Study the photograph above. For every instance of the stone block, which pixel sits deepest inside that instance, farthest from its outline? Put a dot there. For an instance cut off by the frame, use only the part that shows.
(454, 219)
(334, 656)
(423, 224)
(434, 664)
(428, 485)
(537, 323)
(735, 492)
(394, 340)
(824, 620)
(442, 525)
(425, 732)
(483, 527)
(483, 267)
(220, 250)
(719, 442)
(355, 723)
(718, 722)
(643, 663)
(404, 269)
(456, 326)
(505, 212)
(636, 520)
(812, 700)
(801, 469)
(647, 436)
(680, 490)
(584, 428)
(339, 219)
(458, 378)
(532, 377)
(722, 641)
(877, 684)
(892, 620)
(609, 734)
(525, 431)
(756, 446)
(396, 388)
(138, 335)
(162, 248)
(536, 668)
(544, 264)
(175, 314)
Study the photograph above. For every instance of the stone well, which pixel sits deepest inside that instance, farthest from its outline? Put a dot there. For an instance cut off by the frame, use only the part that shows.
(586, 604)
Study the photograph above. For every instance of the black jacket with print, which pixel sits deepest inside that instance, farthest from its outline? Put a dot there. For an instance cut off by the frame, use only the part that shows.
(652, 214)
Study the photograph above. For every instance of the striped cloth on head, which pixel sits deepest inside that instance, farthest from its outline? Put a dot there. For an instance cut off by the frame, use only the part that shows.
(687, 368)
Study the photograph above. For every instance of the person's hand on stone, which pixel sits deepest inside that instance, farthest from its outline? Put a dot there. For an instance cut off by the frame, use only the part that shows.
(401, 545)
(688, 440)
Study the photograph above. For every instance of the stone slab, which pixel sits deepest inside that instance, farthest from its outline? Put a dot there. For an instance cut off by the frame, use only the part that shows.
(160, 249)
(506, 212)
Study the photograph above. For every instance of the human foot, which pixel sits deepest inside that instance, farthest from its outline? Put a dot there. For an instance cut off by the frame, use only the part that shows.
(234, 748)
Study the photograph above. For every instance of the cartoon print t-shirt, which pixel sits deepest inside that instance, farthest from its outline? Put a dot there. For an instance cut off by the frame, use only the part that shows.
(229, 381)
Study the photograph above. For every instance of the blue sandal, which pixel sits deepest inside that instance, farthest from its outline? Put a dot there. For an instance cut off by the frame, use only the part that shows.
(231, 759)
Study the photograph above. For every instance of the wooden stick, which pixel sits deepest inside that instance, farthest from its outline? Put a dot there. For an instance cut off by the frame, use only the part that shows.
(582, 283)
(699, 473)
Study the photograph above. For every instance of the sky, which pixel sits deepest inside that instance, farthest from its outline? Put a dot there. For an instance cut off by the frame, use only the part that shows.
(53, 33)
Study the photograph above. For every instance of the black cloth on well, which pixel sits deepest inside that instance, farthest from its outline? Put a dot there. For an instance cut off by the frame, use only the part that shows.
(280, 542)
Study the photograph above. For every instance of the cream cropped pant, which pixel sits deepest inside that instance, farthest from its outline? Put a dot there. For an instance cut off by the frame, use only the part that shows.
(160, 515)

____________

▶ DIRECTIONS FOR THIS TASK
Render the entries above as a Markdown table with the columns Row and Entry, numbering each row and omitting any blank lines.

▶ CORRECT RESULT
| Row | Entry |
|---|---|
| 1 | Study the photograph above. For every instance of the stone block, which pixel sits deepest inside that instance, farthest from its outline? Put a dot there. For an instance cut off by the frame, use only the part that shows. |
| 2 | (454, 219) |
| 3 | (334, 656) |
| 4 | (423, 224) |
| 5 | (434, 664) |
| 6 | (428, 485) |
| 7 | (537, 323) |
| 8 | (735, 492) |
| 9 | (394, 340) |
| 10 | (824, 620) |
| 11 | (442, 525) |
| 12 | (425, 732) |
| 13 | (483, 527) |
| 14 | (483, 267) |
| 15 | (220, 250) |
| 16 | (719, 442) |
| 17 | (355, 723) |
| 18 | (718, 722) |
| 19 | (643, 663) |
| 20 | (404, 269) |
| 21 | (456, 326) |
| 22 | (505, 212) |
| 23 | (636, 520) |
| 24 | (812, 700) |
| 25 | (801, 469) |
| 26 | (647, 436) |
| 27 | (680, 490) |
| 28 | (584, 428) |
| 29 | (339, 219) |
| 30 | (458, 378) |
| 31 | (532, 377) |
| 32 | (722, 641) |
| 33 | (877, 684) |
| 34 | (892, 620) |
| 35 | (609, 734) |
| 36 | (525, 431) |
| 37 | (756, 446) |
| 38 | (396, 388) |
| 39 | (138, 335) |
| 40 | (162, 248) |
| 41 | (536, 668) |
| 42 | (544, 264) |
| 43 | (175, 314) |
| 44 | Study the photograph above. For every instance of the stone well, which pixel sits deepest inside that instance, farthest from its outline? Put a dot there. For an instance cut off by the frame, use only the part that shows. |
| 45 | (586, 604) |
| 46 | Study the photograph above. For every instance of the black jacket with print, which pixel sits deepest inside that instance, farthest from its outline? Put a dot there. For an instance cut off by the frame, use only the part that shows. |
| 47 | (652, 214) |
| 48 | Study the photograph above. For every instance of the striped cloth on head, which pixel sits deepest inside that instance, farthest from its outline? Put a dot there. For an instance cut off by the frame, use only the part that shows. |
| 49 | (687, 368) |
| 50 | Study the photograph above. For every instance of the person's hand on stone, which pixel sits deepest inside that instance, farthest from its outline? Put a dot there. For an instance cut off by the frame, use only the part that shows. |
| 51 | (401, 545) |
| 52 | (688, 440) |
| 53 | Study the photograph above. For every instance of the stone slab, which pixel sits deepest inside that instance, farthest from its outline? Put a dot there. For an instance cut off by the frame, use only the part that shows. |
| 54 | (160, 249) |
| 55 | (506, 212) |
| 56 | Study the photograph above. For every instance of the human foot, which pixel sits deepest inside that instance, farthest from its outline? Put a dot there. For an instance cut off by the frame, use only the part that shows. |
| 57 | (234, 748) |
| 58 | Study the photograph above. For every instance of the cartoon print t-shirt, which pixel sits deepest inside that instance, farthest from its outline? Put a dot there. For an instance cut off by the frame, use only the part that shows. |
| 59 | (229, 381) |
| 60 | Study the photograph above. For every instance of the blue sandal, which pixel sits deepest inside that instance, farthest from its outline? Put a dot there. For an instance cut off by the frame, use only the part that shows. |
| 61 | (231, 759) |
| 62 | Study the photograph above. For every instance of the wooden stick, which pixel sits deepest inside that instance, farthest from its outline? Put a dot there. For an instance cut off by the frame, use only the part that shows. |
| 63 | (582, 283) |
| 64 | (699, 473) |
| 65 | Study the photograph above. For every instance of the sky, which pixel sits deepest inside that instance, farthest from its outline? Put a dot there. For an instance cut off by the frame, use only the part that shows. |
| 66 | (53, 33) |
| 67 | Study the photograph above. For every instance of the black cloth on well, which pixel sits deepest inside that instance, farthest from its outline? Put a dot there. For an instance cut off by the frame, use only the part that shows. |
| 68 | (280, 542) |
| 69 | Study the photograph above. For every instance of the cream cropped pant, which pixel sits deepest inside that instance, farthest from its outline? Put a dot there. For an instance cut off by the frame, use only the part that shows. |
| 70 | (160, 515) |